* [Entries supplied]:
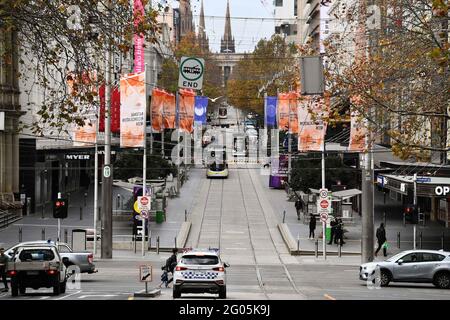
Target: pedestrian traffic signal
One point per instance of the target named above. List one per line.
(60, 208)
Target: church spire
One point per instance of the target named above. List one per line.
(227, 43)
(202, 37)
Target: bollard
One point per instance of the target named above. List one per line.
(420, 240)
(157, 244)
(317, 248)
(340, 249)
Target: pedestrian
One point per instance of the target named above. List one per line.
(339, 237)
(3, 264)
(333, 224)
(312, 226)
(299, 207)
(170, 265)
(381, 239)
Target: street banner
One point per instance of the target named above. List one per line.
(186, 110)
(283, 111)
(138, 13)
(132, 110)
(85, 135)
(312, 111)
(201, 104)
(157, 109)
(271, 111)
(358, 130)
(169, 111)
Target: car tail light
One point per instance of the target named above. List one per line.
(220, 269)
(180, 268)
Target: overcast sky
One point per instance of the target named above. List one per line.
(247, 23)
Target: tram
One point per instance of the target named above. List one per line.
(217, 167)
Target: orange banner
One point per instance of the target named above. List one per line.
(156, 108)
(358, 130)
(312, 111)
(169, 111)
(132, 110)
(186, 110)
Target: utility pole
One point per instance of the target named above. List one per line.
(107, 169)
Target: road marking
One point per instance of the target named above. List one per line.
(97, 296)
(69, 295)
(328, 297)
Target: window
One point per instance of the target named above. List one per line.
(429, 257)
(200, 260)
(37, 255)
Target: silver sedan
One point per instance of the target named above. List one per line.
(419, 266)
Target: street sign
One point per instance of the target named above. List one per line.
(106, 171)
(191, 73)
(145, 273)
(144, 203)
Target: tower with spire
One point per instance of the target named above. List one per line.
(202, 37)
(227, 42)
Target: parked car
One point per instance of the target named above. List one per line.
(37, 266)
(200, 271)
(84, 260)
(419, 266)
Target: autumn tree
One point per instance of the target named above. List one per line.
(67, 40)
(271, 66)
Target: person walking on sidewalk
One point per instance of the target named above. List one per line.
(312, 226)
(3, 264)
(381, 239)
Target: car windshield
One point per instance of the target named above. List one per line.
(36, 255)
(200, 260)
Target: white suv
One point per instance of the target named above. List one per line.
(200, 271)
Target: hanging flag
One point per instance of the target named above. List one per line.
(201, 104)
(312, 114)
(271, 111)
(186, 110)
(358, 129)
(169, 111)
(132, 110)
(157, 109)
(283, 111)
(138, 13)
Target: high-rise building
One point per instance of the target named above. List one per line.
(227, 42)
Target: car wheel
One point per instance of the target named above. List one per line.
(442, 280)
(385, 278)
(14, 288)
(176, 292)
(223, 293)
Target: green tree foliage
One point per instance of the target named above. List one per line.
(129, 165)
(306, 173)
(271, 65)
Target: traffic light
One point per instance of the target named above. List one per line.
(60, 208)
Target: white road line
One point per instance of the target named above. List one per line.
(69, 295)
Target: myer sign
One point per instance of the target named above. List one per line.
(191, 73)
(441, 191)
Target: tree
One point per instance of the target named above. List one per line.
(63, 41)
(189, 46)
(271, 65)
(399, 71)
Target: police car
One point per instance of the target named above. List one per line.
(200, 271)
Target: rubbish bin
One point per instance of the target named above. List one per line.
(159, 216)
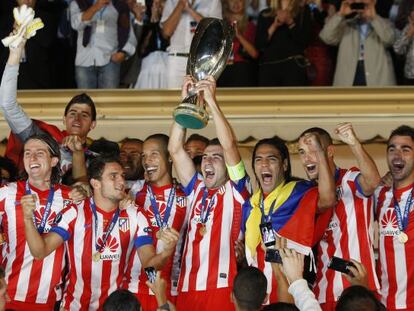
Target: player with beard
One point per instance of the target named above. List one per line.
(165, 206)
(33, 284)
(394, 209)
(130, 156)
(99, 238)
(209, 260)
(348, 233)
(283, 205)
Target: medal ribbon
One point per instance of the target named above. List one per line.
(48, 208)
(109, 228)
(402, 220)
(268, 217)
(162, 223)
(205, 212)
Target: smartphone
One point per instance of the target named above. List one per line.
(341, 265)
(151, 274)
(358, 6)
(272, 255)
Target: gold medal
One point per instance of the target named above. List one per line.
(203, 230)
(96, 257)
(159, 234)
(403, 237)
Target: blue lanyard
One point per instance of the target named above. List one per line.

* [Work to do]:
Return all of the entries above word for word, leaving out the pictures.

* [Solution below]:
Target: pedestrian traffic signal
One point per instance of the target named above. List one per line.
(60, 208)
Target: church spire
One point per instance of the target named above. List one per line.
(227, 43)
(202, 37)
Target: bollard
One point per instance of the target named above. List one per line.
(420, 240)
(157, 244)
(317, 248)
(340, 249)
Target: pedestrian
One point per instance of the target named above. List one per line.
(339, 237)
(3, 264)
(333, 224)
(312, 226)
(299, 207)
(170, 265)
(381, 239)
Target: street banner
One point per instance of the target named above. List one per line.
(186, 110)
(283, 111)
(138, 13)
(132, 110)
(85, 135)
(312, 111)
(201, 104)
(157, 109)
(271, 111)
(358, 130)
(169, 111)
Target: car tail light
One point per instance of the target named above. List one per line.
(220, 269)
(180, 268)
Target: overcast sky
One point per instance of the target named above. List one per line.
(247, 23)
Target: tram
One point per instance of the target named above. List one per line.
(217, 167)
Target: orange banner
One point per instance of the target named above. List one per line.
(156, 108)
(358, 130)
(312, 111)
(169, 111)
(132, 110)
(186, 110)
Target: utility pole
One point per instance of the target named above. List one per line.
(107, 169)
Target: road marking
One point per instance of the target named above. List one per line.
(97, 296)
(69, 295)
(328, 297)
Target: window
One point per instance of the target named above. List one per line.
(429, 257)
(200, 260)
(37, 255)
Target: silver sedan
One point per instance of the target named above. List one per line.
(419, 266)
Target: street sign
One point per instance of the target named above. List one per line.
(106, 171)
(191, 73)
(145, 273)
(144, 203)
Target: tower with spire
One point per instance of the target named above. List one per line.
(202, 37)
(227, 42)
Target: parked car
One point per instance of the target named above. List one per line.
(37, 266)
(200, 271)
(84, 260)
(419, 266)
Target: autumn tree
One point per instance of the target named above. List one per line.
(67, 40)
(271, 66)
Target: person walking on sidewalk
One point per instance of the target named above. List one per line.
(312, 226)
(3, 264)
(381, 239)
Target: car windshield
One point per instance of the target named above. List one per line.
(36, 255)
(200, 260)
Target: white suv
One point per instance of the target named above. List one per line.
(200, 271)
Target: hanging flag
One point per instance of the target named above. List one per line.
(201, 104)
(312, 114)
(271, 111)
(186, 110)
(358, 129)
(169, 111)
(132, 110)
(157, 109)
(283, 111)
(138, 13)
Target: high-rise building
One point per instance of the target named above. List one per line.
(227, 42)
Target: car wheel
One point per instance of the target named above. List one per line.
(442, 280)
(385, 278)
(14, 288)
(176, 292)
(223, 293)
Target: green tree foliage
One point per instance of the target named above. List one per line.
(129, 165)
(306, 173)
(271, 65)
Target: traffic light
One point per instance of the target named above. List one per line.
(60, 208)
Target: white road line
One point per instance of the target named above. List one per line.
(69, 295)
Target: myer sign
One point per instance of the target named above. List one per line.
(191, 73)
(441, 191)
Target: tree
One point per instance of the target named above. List one per line.
(63, 41)
(189, 46)
(271, 65)
(399, 71)
Target: police car
One point per instance of the target named above. List one per line.
(200, 271)
Target: rubbish bin
One point per instance of the target named above. List one per line.
(159, 216)
Target: player with beard
One point per instance of the target named above. List one per line.
(165, 206)
(33, 284)
(394, 209)
(130, 156)
(99, 238)
(209, 260)
(348, 233)
(283, 205)
Target: medal ribbon
One point per instance of the target named above. List one per line.
(48, 208)
(109, 228)
(402, 220)
(268, 217)
(162, 223)
(205, 212)
Target: smartphone
One point per instance of the target named above. List one per line.
(341, 265)
(151, 274)
(358, 6)
(272, 255)
Target: gold medal
One point per instance of the target named above. List one per line.
(203, 230)
(96, 257)
(159, 234)
(403, 237)
Target: blue lanyard
One point per instance of the target named above. List one per line.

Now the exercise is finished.